§ Provided data:
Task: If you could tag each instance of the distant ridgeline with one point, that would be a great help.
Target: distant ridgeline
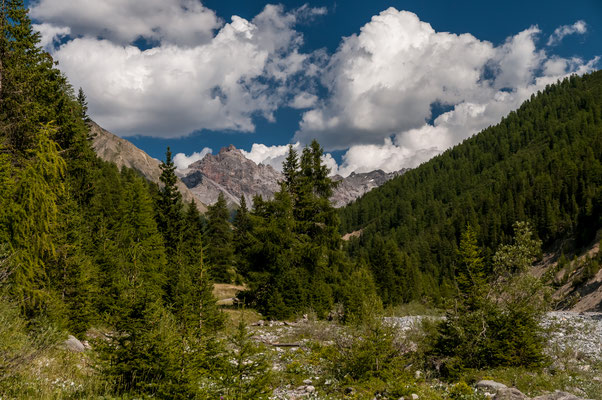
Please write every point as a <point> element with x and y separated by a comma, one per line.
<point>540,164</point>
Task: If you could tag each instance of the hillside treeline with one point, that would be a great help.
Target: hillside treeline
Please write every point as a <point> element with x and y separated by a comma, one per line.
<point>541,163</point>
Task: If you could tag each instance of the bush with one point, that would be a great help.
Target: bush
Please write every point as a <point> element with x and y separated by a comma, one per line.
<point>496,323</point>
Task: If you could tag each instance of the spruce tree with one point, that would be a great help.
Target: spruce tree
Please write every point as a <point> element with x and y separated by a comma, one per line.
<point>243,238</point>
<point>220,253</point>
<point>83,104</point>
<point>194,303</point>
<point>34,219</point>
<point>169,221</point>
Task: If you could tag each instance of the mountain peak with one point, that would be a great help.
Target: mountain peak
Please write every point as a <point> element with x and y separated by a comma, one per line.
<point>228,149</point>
---
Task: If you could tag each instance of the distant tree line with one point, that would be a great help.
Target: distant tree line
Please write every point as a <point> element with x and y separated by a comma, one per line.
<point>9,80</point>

§ Exercise goal: Copy exactly the lines of the entries above from the one containing "Task: If you could tag each instance of the distant ridgeline" through the one containing "Target: hillside treeline". Both end lines count; pictures do not.

§ Exercise answer:
Task: If you could tag each instance of the distant ridgeline with one point, that would be a great help.
Target: distant ridgeline
Please write every point as a <point> element with x and y separated by a comma, one per line.
<point>540,164</point>
Task: If you could tag each instance of the hillside treeline with one point, that would be a great help.
Target: hillside treeline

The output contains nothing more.